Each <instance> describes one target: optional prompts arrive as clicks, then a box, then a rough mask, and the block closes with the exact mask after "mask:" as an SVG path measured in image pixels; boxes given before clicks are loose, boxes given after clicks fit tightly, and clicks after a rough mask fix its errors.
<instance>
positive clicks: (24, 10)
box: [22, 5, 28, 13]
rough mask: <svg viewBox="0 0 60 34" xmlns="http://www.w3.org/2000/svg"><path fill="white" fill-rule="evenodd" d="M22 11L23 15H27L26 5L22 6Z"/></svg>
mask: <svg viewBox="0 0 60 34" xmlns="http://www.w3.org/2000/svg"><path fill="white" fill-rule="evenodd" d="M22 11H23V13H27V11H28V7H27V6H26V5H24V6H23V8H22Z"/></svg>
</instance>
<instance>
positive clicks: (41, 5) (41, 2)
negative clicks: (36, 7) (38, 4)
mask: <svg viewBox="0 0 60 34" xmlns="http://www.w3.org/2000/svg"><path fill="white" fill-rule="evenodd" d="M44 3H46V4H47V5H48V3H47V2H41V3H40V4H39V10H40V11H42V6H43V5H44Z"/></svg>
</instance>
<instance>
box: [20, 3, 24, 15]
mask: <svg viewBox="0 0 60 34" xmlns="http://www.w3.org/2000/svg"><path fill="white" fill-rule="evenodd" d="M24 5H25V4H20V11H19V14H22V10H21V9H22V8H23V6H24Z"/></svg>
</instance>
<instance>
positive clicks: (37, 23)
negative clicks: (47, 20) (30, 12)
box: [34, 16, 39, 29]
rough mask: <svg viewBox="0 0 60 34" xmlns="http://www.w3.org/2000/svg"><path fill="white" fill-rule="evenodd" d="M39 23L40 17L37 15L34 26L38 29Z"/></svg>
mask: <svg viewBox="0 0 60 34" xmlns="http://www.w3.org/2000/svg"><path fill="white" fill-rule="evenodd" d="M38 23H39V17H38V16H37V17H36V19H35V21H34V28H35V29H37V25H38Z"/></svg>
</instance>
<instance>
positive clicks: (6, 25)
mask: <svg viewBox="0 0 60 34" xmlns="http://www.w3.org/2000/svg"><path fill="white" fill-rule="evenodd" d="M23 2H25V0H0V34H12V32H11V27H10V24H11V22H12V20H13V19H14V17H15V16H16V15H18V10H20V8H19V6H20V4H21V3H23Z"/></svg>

• **TASK**
From the material above, copy exactly the lines between the line holding "positive clicks: (24, 10)" and the line holding "positive clicks: (41, 5) (41, 2)", inclusive, and only those.

• **SOLUTION**
positive clicks: (24, 10)
box: [22, 5, 28, 13]
rough mask: <svg viewBox="0 0 60 34" xmlns="http://www.w3.org/2000/svg"><path fill="white" fill-rule="evenodd" d="M22 11L23 15H27L26 5L22 6Z"/></svg>
mask: <svg viewBox="0 0 60 34" xmlns="http://www.w3.org/2000/svg"><path fill="white" fill-rule="evenodd" d="M22 11H23V13H27V11H28V7H27V6H26V5H24V6H23V8H22Z"/></svg>
</instance>
<instance>
positive clicks: (41, 5) (41, 2)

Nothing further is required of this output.